Exercise brief:
Repeat every line of the records below word for word, leaving out the pictures.

Records of labeled points
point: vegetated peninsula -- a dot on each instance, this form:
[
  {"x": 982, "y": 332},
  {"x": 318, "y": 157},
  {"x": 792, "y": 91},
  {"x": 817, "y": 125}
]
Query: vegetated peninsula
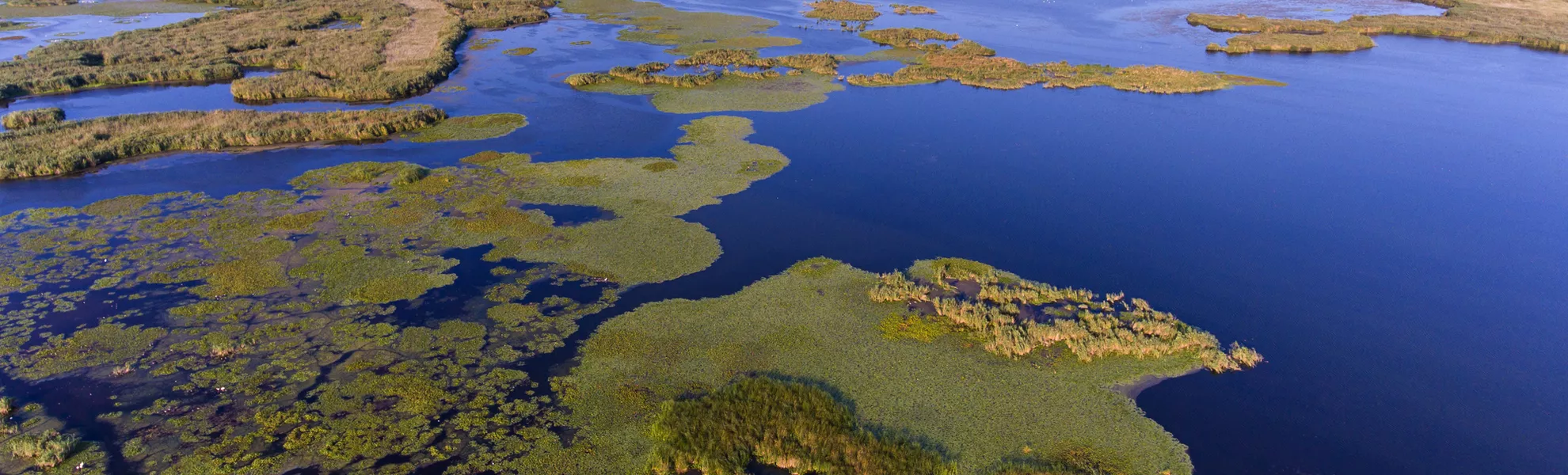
[
  {"x": 400, "y": 49},
  {"x": 318, "y": 326},
  {"x": 961, "y": 367},
  {"x": 41, "y": 145},
  {"x": 1534, "y": 24}
]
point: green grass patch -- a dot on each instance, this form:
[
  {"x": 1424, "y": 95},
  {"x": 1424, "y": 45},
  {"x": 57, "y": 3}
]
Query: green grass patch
[
  {"x": 817, "y": 323},
  {"x": 76, "y": 145}
]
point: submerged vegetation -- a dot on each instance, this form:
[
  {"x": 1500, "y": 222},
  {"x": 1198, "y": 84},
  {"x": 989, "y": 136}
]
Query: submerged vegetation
[
  {"x": 905, "y": 370},
  {"x": 470, "y": 127},
  {"x": 1534, "y": 24},
  {"x": 78, "y": 145},
  {"x": 33, "y": 116},
  {"x": 323, "y": 328},
  {"x": 402, "y": 49}
]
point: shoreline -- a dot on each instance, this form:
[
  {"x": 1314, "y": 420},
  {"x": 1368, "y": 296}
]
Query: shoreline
[{"x": 1136, "y": 388}]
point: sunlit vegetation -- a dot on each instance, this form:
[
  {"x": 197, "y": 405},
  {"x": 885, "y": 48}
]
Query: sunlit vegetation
[
  {"x": 33, "y": 116},
  {"x": 905, "y": 370},
  {"x": 1532, "y": 24},
  {"x": 1296, "y": 43},
  {"x": 974, "y": 65},
  {"x": 78, "y": 145},
  {"x": 483, "y": 44},
  {"x": 731, "y": 93},
  {"x": 43, "y": 450},
  {"x": 849, "y": 14},
  {"x": 683, "y": 30},
  {"x": 470, "y": 127},
  {"x": 40, "y": 2},
  {"x": 1017, "y": 317},
  {"x": 325, "y": 326},
  {"x": 104, "y": 8},
  {"x": 900, "y": 8},
  {"x": 398, "y": 51},
  {"x": 782, "y": 424}
]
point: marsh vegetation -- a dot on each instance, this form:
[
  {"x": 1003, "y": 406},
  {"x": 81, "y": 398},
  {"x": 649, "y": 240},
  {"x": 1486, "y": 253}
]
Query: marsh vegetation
[
  {"x": 273, "y": 329},
  {"x": 57, "y": 148},
  {"x": 1534, "y": 24},
  {"x": 1045, "y": 411},
  {"x": 400, "y": 49}
]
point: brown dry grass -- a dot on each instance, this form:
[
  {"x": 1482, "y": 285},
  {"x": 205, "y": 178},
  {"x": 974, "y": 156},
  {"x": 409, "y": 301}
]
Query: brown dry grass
[{"x": 1534, "y": 24}]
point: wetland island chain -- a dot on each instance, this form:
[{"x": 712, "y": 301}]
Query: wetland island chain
[{"x": 618, "y": 238}]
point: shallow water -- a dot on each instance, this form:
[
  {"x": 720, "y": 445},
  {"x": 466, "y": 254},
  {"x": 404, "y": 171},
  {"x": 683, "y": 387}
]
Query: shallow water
[{"x": 1388, "y": 230}]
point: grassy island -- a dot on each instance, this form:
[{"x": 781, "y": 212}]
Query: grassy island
[
  {"x": 993, "y": 372},
  {"x": 35, "y": 116},
  {"x": 900, "y": 8},
  {"x": 48, "y": 150},
  {"x": 683, "y": 30},
  {"x": 402, "y": 49},
  {"x": 974, "y": 65},
  {"x": 1534, "y": 24},
  {"x": 326, "y": 328}
]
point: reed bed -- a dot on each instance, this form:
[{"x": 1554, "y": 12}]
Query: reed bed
[
  {"x": 400, "y": 49},
  {"x": 78, "y": 145},
  {"x": 843, "y": 11},
  {"x": 900, "y": 8},
  {"x": 1532, "y": 24},
  {"x": 33, "y": 116},
  {"x": 974, "y": 65}
]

Task answer:
point: vegetated peninsula -- a dot on each instance, this form:
[
  {"x": 982, "y": 332},
  {"x": 318, "y": 157},
  {"x": 792, "y": 91},
  {"x": 817, "y": 125}
]
Query: vegetated peninsula
[
  {"x": 400, "y": 49},
  {"x": 318, "y": 326},
  {"x": 961, "y": 367},
  {"x": 41, "y": 145},
  {"x": 1534, "y": 24}
]
point: green grass patch -- a dot on each instance, this form:
[
  {"x": 1424, "y": 95},
  {"x": 1424, "y": 45},
  {"x": 57, "y": 3}
]
Query: green grass patch
[
  {"x": 817, "y": 323},
  {"x": 76, "y": 145}
]
point: submerged vegetation -- a dot on each instance, this form:
[
  {"x": 1500, "y": 222},
  {"x": 1198, "y": 84},
  {"x": 989, "y": 136}
]
Query: submerged vegetation
[
  {"x": 905, "y": 370},
  {"x": 470, "y": 127},
  {"x": 1534, "y": 24},
  {"x": 78, "y": 145},
  {"x": 33, "y": 116},
  {"x": 323, "y": 328},
  {"x": 402, "y": 49}
]
point: shoreline -- a dot on each instance, this form:
[
  {"x": 1314, "y": 420},
  {"x": 1368, "y": 296}
]
Query: shoreline
[{"x": 1136, "y": 388}]
point: sunlit vegetation -- a dot on each instance, this form:
[
  {"x": 197, "y": 405},
  {"x": 885, "y": 48}
]
Query: sunlit vegetation
[
  {"x": 33, "y": 116},
  {"x": 905, "y": 370},
  {"x": 1532, "y": 24},
  {"x": 1296, "y": 43},
  {"x": 974, "y": 65},
  {"x": 78, "y": 145},
  {"x": 483, "y": 44},
  {"x": 731, "y": 93},
  {"x": 43, "y": 450},
  {"x": 849, "y": 14},
  {"x": 683, "y": 30},
  {"x": 470, "y": 127},
  {"x": 40, "y": 2},
  {"x": 1017, "y": 317},
  {"x": 325, "y": 326},
  {"x": 104, "y": 8},
  {"x": 900, "y": 8},
  {"x": 398, "y": 51},
  {"x": 782, "y": 424}
]
point: marsh vegetation -- a dot on each instance, this form:
[
  {"x": 1003, "y": 406},
  {"x": 81, "y": 398},
  {"x": 649, "y": 240},
  {"x": 1486, "y": 253}
]
Query: marsh vegetation
[
  {"x": 273, "y": 329},
  {"x": 57, "y": 148},
  {"x": 1534, "y": 24},
  {"x": 1045, "y": 411},
  {"x": 400, "y": 49}
]
point: brown dry grass -- a dot on each instance, this form:
[
  {"x": 1482, "y": 285},
  {"x": 205, "y": 178},
  {"x": 974, "y": 156},
  {"x": 409, "y": 301}
]
Query: brown dry grass
[{"x": 1534, "y": 24}]
point: wetland island chain -- a dot on each instance, this form:
[{"x": 712, "y": 301}]
Query: wetland island chain
[{"x": 618, "y": 238}]
point: shallow water -- a dot on each instance, this form:
[
  {"x": 720, "y": 445},
  {"x": 466, "y": 254},
  {"x": 404, "y": 171},
  {"x": 683, "y": 387}
]
Query: shallow water
[{"x": 1388, "y": 230}]
point: grassy island -- a dot on each instance, this form:
[{"x": 781, "y": 212}]
Query: grassy island
[
  {"x": 993, "y": 372},
  {"x": 35, "y": 116},
  {"x": 900, "y": 8},
  {"x": 48, "y": 150},
  {"x": 683, "y": 30},
  {"x": 402, "y": 49},
  {"x": 974, "y": 65},
  {"x": 1534, "y": 24},
  {"x": 326, "y": 328}
]
point: reed bed -- a dot on each instance, this form:
[{"x": 1554, "y": 12}]
Query: reed bed
[
  {"x": 400, "y": 49},
  {"x": 78, "y": 145},
  {"x": 843, "y": 11},
  {"x": 900, "y": 8},
  {"x": 1532, "y": 24},
  {"x": 33, "y": 116},
  {"x": 974, "y": 65}
]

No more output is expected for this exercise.